- _Stated problem_: In the records below, can you substitute "places a marker on" for every "puts a dot on" and leave everything else unchanged?

******

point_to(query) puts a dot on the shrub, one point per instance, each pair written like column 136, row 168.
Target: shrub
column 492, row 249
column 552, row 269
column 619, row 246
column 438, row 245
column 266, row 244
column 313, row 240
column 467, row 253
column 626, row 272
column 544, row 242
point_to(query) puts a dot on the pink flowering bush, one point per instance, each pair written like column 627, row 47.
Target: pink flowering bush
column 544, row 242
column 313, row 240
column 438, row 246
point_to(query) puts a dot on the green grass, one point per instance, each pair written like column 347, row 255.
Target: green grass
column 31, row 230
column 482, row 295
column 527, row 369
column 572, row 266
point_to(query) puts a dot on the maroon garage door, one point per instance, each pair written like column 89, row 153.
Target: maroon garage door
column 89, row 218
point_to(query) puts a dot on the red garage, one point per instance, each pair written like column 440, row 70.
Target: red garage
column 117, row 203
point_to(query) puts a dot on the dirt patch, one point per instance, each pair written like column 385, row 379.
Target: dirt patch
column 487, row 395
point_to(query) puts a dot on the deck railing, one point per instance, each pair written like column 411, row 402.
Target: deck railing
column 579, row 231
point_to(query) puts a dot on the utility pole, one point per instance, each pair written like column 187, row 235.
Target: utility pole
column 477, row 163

******

- _Task response_:
point_to(query) places a marker on the shrub, one point per instance, each pair written like column 136, row 168.
Target: shrub
column 492, row 249
column 552, row 269
column 619, row 246
column 438, row 245
column 266, row 244
column 313, row 240
column 467, row 253
column 626, row 272
column 544, row 242
point_to(query) places a marker on the pink flowering bush, one point per instance, each pair written like column 627, row 47.
Target: pink flowering bush
column 544, row 242
column 313, row 240
column 438, row 246
point_to(query) places a marker on the green grass, one point per instance, each pair written like column 347, row 255.
Target: green grass
column 31, row 230
column 482, row 295
column 527, row 369
column 572, row 266
point_to(query) places a marker on the maroon garage door, one point per instance, each pair written like column 89, row 153.
Target: maroon garage door
column 89, row 218
point_to(query) places a marker on the red garage, one point per instance, each pair written like column 440, row 70.
Target: red garage
column 117, row 203
point_to(query) places a marker on the dirt patch, one point per instance, each pair written like column 385, row 379.
Target: dirt patch
column 487, row 395
point_to(query) places a marker on the deck railing, one point per instance, each pair written like column 411, row 402.
Target: deck railing
column 579, row 231
point_to(query) places a marker on the utility pole, one point per instance, each pair written like column 187, row 235.
Target: utility pole
column 477, row 163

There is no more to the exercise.